%%
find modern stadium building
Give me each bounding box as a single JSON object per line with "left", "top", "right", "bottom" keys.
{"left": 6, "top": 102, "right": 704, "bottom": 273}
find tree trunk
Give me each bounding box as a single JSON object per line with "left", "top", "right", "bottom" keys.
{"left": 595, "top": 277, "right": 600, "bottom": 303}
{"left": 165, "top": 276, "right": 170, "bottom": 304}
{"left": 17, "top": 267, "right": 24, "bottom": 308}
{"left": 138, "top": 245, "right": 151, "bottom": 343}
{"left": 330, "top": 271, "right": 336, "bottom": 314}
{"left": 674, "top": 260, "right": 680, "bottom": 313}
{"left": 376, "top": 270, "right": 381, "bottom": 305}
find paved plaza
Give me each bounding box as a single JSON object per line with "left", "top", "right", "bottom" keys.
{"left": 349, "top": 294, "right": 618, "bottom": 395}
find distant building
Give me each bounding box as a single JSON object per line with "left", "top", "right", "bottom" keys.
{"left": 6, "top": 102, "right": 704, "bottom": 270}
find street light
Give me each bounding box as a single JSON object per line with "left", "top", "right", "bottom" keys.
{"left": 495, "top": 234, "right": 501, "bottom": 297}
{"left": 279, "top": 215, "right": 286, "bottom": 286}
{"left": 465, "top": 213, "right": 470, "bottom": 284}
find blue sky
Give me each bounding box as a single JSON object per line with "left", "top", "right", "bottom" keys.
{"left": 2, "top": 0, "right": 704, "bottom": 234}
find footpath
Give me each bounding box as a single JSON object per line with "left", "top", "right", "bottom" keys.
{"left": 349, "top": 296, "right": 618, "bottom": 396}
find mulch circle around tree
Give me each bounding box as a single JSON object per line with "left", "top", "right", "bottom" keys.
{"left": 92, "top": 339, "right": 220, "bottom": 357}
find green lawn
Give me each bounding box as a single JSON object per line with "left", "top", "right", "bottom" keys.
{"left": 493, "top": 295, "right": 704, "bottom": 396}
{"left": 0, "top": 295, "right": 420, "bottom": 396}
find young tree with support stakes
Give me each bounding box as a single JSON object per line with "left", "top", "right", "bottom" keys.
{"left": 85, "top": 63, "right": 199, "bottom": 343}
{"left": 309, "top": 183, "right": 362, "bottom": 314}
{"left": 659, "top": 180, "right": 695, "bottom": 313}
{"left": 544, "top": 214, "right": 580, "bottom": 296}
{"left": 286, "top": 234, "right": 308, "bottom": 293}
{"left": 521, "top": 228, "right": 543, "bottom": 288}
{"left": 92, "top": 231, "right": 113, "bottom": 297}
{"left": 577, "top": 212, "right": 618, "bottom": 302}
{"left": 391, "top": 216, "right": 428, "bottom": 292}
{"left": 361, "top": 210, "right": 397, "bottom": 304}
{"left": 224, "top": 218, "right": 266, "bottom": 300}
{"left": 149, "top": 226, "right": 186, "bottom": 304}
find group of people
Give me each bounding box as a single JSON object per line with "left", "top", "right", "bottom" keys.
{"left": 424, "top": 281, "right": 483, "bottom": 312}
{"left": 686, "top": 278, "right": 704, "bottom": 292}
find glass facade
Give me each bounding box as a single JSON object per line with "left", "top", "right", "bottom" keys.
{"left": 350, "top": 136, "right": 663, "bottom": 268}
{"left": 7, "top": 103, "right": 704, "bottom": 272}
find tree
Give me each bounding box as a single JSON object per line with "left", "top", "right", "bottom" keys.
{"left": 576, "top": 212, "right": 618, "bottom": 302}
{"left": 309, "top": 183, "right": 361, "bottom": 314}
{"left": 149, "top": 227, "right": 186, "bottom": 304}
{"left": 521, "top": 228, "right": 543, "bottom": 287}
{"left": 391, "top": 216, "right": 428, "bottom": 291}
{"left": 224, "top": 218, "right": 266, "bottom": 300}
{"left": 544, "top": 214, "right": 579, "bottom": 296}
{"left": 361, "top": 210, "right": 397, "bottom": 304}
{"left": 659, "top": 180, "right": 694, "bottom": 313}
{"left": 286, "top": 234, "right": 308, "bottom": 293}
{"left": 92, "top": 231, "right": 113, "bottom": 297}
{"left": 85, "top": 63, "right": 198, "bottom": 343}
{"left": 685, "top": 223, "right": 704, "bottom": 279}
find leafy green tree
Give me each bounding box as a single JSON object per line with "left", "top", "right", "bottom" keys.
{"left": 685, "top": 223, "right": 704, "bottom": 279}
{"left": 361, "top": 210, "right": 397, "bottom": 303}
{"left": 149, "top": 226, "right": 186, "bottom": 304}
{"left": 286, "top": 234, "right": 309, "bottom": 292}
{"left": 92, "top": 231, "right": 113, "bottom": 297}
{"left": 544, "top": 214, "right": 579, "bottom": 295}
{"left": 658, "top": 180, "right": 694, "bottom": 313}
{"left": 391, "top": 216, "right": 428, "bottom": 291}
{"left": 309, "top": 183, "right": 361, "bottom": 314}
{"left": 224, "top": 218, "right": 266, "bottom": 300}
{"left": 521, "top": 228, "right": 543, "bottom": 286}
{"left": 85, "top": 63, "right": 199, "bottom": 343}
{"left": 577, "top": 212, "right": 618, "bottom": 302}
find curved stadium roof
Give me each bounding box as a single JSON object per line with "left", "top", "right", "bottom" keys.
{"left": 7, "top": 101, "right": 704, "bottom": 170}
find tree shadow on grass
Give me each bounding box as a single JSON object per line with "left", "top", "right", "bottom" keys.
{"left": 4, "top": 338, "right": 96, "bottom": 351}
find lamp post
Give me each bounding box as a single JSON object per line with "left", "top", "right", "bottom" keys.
%%
%%
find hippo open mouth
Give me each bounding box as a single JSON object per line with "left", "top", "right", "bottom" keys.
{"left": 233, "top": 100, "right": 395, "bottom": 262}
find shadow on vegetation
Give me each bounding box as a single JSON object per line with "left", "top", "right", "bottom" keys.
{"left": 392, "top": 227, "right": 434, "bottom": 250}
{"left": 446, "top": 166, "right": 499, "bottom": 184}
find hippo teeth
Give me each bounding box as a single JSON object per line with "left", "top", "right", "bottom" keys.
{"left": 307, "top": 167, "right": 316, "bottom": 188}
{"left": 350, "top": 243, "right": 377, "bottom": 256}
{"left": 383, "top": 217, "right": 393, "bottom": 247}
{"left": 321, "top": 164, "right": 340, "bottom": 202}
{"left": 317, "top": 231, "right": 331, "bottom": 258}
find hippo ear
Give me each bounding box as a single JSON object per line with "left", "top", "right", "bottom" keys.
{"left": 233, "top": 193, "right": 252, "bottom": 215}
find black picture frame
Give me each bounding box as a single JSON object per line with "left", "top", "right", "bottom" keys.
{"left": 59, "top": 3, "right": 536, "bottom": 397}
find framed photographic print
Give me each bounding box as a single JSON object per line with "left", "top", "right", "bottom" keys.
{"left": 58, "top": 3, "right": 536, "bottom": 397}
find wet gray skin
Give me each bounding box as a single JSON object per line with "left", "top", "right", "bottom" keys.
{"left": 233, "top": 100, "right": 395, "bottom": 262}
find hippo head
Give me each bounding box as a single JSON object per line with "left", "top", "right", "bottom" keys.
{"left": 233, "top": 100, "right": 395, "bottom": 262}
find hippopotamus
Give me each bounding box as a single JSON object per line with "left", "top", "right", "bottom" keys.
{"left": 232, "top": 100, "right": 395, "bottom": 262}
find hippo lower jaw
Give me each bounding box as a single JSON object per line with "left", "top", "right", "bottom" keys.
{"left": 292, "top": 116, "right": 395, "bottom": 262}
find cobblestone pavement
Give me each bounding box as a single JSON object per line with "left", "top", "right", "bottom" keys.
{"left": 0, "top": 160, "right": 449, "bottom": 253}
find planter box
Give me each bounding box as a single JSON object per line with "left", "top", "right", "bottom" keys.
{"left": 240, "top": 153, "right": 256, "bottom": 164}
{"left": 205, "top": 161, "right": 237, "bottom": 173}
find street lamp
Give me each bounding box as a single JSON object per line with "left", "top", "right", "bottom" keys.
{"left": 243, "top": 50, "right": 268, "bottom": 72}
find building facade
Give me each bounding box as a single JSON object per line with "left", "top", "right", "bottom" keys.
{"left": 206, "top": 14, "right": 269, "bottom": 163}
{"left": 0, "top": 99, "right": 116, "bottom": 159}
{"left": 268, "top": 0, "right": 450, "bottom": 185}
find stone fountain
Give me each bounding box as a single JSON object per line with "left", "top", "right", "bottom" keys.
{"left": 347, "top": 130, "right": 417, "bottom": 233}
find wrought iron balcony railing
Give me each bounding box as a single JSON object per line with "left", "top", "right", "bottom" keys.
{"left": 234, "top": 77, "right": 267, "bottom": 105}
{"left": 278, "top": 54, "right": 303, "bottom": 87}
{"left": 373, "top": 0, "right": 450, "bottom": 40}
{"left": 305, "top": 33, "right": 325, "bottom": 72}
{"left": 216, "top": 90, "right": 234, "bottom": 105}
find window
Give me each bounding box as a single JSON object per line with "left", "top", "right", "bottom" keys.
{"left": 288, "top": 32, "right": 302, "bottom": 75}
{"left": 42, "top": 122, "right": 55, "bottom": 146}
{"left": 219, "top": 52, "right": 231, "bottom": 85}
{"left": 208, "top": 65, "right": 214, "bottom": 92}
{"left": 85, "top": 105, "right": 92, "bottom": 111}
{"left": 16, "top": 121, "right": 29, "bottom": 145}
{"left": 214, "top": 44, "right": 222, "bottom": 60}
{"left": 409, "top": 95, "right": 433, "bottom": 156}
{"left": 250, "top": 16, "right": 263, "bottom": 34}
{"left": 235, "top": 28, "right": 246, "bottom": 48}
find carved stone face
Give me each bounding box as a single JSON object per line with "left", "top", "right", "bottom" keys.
%%
INSTRUCTIONS FOR THE TASK: All that should be written out is the stretch of lines above between the one holding "find modern stadium building" and the one holding "find tree trunk", inclusive, exactly as given.

ANSWER BOX:
find modern stadium building
Give me each bounding box as a single JSON object per line with "left", "top", "right", "bottom" keys.
{"left": 6, "top": 102, "right": 704, "bottom": 273}
find tree trunk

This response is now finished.